(Records excerpted from a collection)
──────
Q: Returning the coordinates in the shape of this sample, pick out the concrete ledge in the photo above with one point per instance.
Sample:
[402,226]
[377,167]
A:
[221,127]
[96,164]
──────
* Brief:
Repeat the records above exactly.

* Answer area:
Q: Returning the coordinates in the shape of this sample, pick out the concrete ledge in the photo above with one point per instance.
Sample:
[402,226]
[377,167]
A:
[221,127]
[96,164]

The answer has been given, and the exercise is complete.